◆ Görev listesi:
a - Kafkas Seddi konulu metinden "Bu durumda Anadolu" ifadesinden "kalkacaktır." ifadesine kadar olan kısmı aynen yazın.
b - Kafkas Seddi konulu metne göre, Ermenistan tıkacı Trabzon'dan hangi noktaya kadar olan bölgeyi içine alacak şekilde büyütülmek istenmektedir?

◆ Belge bölümü:
__________________________________________________

Başlıktaki söz Atatürk’ün 5 Şubat 1920
tarihli bildirisindendir. Bildirisinde “Kafkas seddi” üzerine açıklamalar yapar
ve sonunu başlıktaki gibi bağlar. Der ki;
“Kafkas
seddinin yapılmasını Türkiye’nin kati mahvı projesi sayıp, bu seddi İtilaf
Devletleri’ne yaptırmamak için en son vasıtalara müracaat etmek ve bu uğurda
her türlü tehlikeleri göze almak mecburiyetindeyiz.”
Atatürk’ü bu sonuca götüren, Şubat 1920
itibariyle Türkiye’nin durumu şöyledir; ki anılan ve komutanlara gönderdiği
bildiride durumu uzunca açıklar.
Türkiye dört bir yanından kuşatılmıştır.
Batıdan Yunan ordusuyla, Boğazlardan İtilaf askerleriyle, Akdeniz’den İtalyan
ve Fransız, Suriye’den Fransız, Irak’tan İngiliz ordularıyla, Kafkasya’dan yeni
kurdukları ve Türk topraklarını işgal ettirdikleri Ermenistan ve Gürcistan ile,
Karadeniz’den de Pontus çeteleriyle sarılmıştır. Ayrıca mevcut olan yönetimle
işbirliği yapılarak, Türkiye içerden de çökertilmektedir.
Bu durumda Anadolu Türklüğünün tek nefes
kapısı olarak Kafkasya kalmaktadır. Ancak bu kapıda Ermenistan tıkacı ile
kapatılmaya başlanmıştır. Bu tıkacı Trabzon’dan Van Gölü güneyine kadar olan
bölgeyi içine alacak şekilde büyüterek bir “sed” haline dönüştürme amaçlanmaktadır.
Tıkaç, “Kafkas Seddi’ne dönüştürüldüğünde ise Türkiye’nin dünya ile olan tek
nefes kapısı kapatılacak, Kafkas ve Orta Asya Türklüğü ile ve de verilecek var
olma-yok olma savaşında siyasi, mali ve askeri yönden desteğine gereksinim
duyulan, düşmanlarımızın düşmanı Moskova ile ilişki olanağı ortadan
kalkacaktır.
İşte bu durumda, Kafkas Seddi’nin
gerçekleştirilmesiyle Şark Siyaseti’nin son hedefi olan Türkü ve Türkiye’yi yok
edip tarihten silmenin ortamı tamamlanmış olacaktır. Atatürk Kafkas Seddi’ni bu
nedenle Türkiye’nin kesin yok edilme
projesi sayar.
Kafkas Seddi projesi sadece Van Gölü’nden
Karadeniz’e uzanan değil bir de tamamlayıcısı olarak Güney ayağı vardır.

__________________________________________________

◆ Sağlanan malzeme:
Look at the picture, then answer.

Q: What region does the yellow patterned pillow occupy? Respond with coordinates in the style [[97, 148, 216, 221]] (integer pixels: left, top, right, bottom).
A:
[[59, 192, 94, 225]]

__________________________________________________

◆ Yanıtlar:
a -
Bu durumda Anadolu Türklüğünün tek nefes
kapısı olarak Kafkasya kalmaktadır. Ancak bu kapıda Ermenistan tıkacı ile
kapatılmaya başlanmıştır. Bu tıkacı Trabzon’dan Van Gölü güneyine kadar olan
bölgeyi içine alacak şekilde büyüterek bir “sed” haline dönüştürme amaçlanmaktadır.
Tıkaç, “Kafkas Seddi’ne dönüştürüldüğünde ise Türkiye’nin dünya ile olan tek
nefes kapısı kapatılacak, Kafkas ve Orta Asya Türklüğü ile ve de verilecek var
olma-yok olma savaşında siyasi, mali ve askeri yönden desteğine gereksinim
duyulan, düşmanlarımızın düşmanı Moskova ile ilişki olanağı ortadan
kalkacaktır.

b - Van Gölü'nün güneyine kadar.